- [SELECTED TEXT]
PATCH: Check GLIBC_IFUNC to enable/disable ifunc features

Message ID CAMe9rOq1+_rMbs1mt3=Md=Wx=7ZxUbD+BhOx-qrO5TBRBrRLww@mail.gmail.com
State New, archived
Headers

Commit Message

H.J. Lu June 29, 2016, 6:15 p.m. UTC
  On Tue, Jun 28, 2016 at 7:28 PM, Mike Frysinger <vapier@gentoo.org> wrote:
> should have a comment or two mentioning why you need to code all of
> these things ad-hoc
>
> also needs a manual update
>

I am not sure if it needs manual update.  I consider it more for glibc
developers than for normal end users.

> seems like the feature compare is case-sensitive ?  but some of the
> feature strings are inconsistent case ?  would be nice if they were
> standardized (like all lower case).
> -mike

I'd like to match the ones in cpu-features.h so that one can cut and
paste from it.

Here is the updated patch.  Any more feedbacks?

Thanks.
  

Comments

Mike Frysinger June 30, 2016, 1:37 a.m. UTC | #1
On 29 Jun 2016 11:15, H.J. Lu wrote:
> On Tue, Jun 28, 2016 at 7:28 PM, Mike Frysinger <vapier@gentoo.org> wrote:
> > should have a comment or two mentioning why you need to code all of
> > these things ad-hoc
> >
> > also needs a manual update
> 
> I am not sure if it needs manual update.  I consider it more for glibc
> developers than for normal end users.

it needs documenting somewhere beyond the commit message.  i guess we
don't have a "hacking" page somewhere, so at least the comment in the
source file will have to do.

> > seems like the feature compare is case-sensitive ?  but some of the
> > feature strings are inconsistent case ?  would be nice if they were
> > standardized (like all lower case).
> 
> I'd like to match the ones in cpu-features.h so that one can cut and
> paste from it.
> 
> Here is the updated patch.  Any more feedbacks?

- [TO-DO LIST]
**1.** Reproduce a passage from the ifunc patch thread word for word, beginning at the words "it needs documenting" and stopping after "have to do.".
**2.** Rewrite all of the region segmentation rows in full, keeping their requests. Multiply every outline coordinate by 0.4 and round each result to a whole number, with halves going up.

Region segmentation data:
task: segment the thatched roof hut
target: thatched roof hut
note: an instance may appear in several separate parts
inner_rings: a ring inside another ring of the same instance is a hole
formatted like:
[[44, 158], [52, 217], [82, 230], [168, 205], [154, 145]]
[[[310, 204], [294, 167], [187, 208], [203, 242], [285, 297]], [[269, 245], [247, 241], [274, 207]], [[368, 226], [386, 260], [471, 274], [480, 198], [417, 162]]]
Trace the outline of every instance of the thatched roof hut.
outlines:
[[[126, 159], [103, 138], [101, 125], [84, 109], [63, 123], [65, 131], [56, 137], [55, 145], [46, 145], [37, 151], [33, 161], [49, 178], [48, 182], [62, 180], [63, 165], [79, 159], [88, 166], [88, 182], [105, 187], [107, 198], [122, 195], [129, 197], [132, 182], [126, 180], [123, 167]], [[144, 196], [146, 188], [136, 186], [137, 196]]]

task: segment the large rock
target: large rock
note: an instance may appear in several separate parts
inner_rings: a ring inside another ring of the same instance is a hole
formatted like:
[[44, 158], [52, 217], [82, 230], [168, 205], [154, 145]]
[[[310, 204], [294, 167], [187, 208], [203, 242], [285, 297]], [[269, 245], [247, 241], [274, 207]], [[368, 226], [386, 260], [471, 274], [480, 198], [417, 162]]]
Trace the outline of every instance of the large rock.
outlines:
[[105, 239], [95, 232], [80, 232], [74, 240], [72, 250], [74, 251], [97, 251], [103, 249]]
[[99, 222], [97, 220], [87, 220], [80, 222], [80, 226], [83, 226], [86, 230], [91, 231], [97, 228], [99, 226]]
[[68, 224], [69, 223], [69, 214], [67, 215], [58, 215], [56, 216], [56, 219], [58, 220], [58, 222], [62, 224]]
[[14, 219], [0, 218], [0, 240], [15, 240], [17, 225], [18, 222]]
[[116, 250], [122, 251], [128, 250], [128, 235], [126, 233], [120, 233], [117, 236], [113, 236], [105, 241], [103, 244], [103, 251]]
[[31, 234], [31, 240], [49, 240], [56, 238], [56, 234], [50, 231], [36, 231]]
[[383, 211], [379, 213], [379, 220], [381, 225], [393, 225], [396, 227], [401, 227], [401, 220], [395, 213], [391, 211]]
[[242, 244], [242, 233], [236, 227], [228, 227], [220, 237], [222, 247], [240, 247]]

- [ANSWERS FOR THE TASKS]
**1.**
it needs documenting somewhere beyond the commit message.  i guess we
don't have a "hacking" page somewhere, so at least the comment in the
source file will have to do.

**2.**
task: segment the thatched roof hut
target: thatched roof hut
note: an instance may appear in several separate parts
inner_rings: a ring inside another ring of the same instance is a hole
formatted like:
[[44, 158], [52, 217], [82, 230], [168, 205], [154, 145]]
[[[310, 204], [294, 167], [187, 208], [203, 242], [285, 297]], [[269, 245], [247, 241], [274, 207]], [[368, 226], [386, 260], [471, 274], [480, 198], [417, 162]]]
Trace the outline of every instance of the thatched roof hut.
outlines:
[[[50, 64], [41, 55], [40, 50], [34, 44], [25, 49], [26, 52], [22, 55], [22, 58], [18, 58], [15, 60], [13, 64], [20, 71], [19, 73], [25, 72], [25, 66], [32, 64], [35, 66], [35, 73], [42, 75], [43, 79], [49, 78], [52, 79], [53, 73], [50, 72], [49, 67]], [[58, 78], [58, 75], [54, 74], [55, 78]]]

task: segment the large rock
target: large rock
note: an instance may appear in several separate parts
inner_rings: a ring inside another ring of the same instance is a hole
formatted like:
[[44, 158], [52, 217], [82, 230], [168, 205], [154, 145]]
[[[310, 204], [294, 167], [187, 208], [203, 242], [285, 297]], [[269, 245], [247, 241], [274, 207]], [[368, 226], [386, 260], [471, 274], [480, 198], [417, 162]]]
Trace the outline of every instance of the large rock.
outlines:
[[42, 96], [38, 93], [32, 93], [30, 96], [29, 100], [30, 100], [39, 100], [41, 100]]
[[40, 89], [39, 88], [35, 88], [32, 89], [32, 90], [33, 90], [34, 92], [36, 92], [39, 91], [40, 90]]
[[27, 90], [28, 89], [28, 86], [27, 86], [23, 86], [22, 86], [22, 88], [23, 88], [23, 89], [25, 90]]
[[6, 88], [0, 87], [0, 96], [6, 96], [7, 90], [7, 89]]
[[46, 100], [49, 100], [51, 100], [51, 94], [50, 93], [48, 93], [47, 94], [45, 94], [42, 96], [41, 98], [41, 100]]
[[12, 94], [12, 96], [20, 96], [22, 95], [22, 94], [20, 92], [14, 92]]
[[153, 84], [152, 85], [152, 88], [152, 90], [157, 90], [158, 91], [160, 91], [160, 88], [158, 85], [156, 84]]
[[97, 98], [97, 93], [94, 91], [91, 91], [88, 95], [89, 99], [96, 99]]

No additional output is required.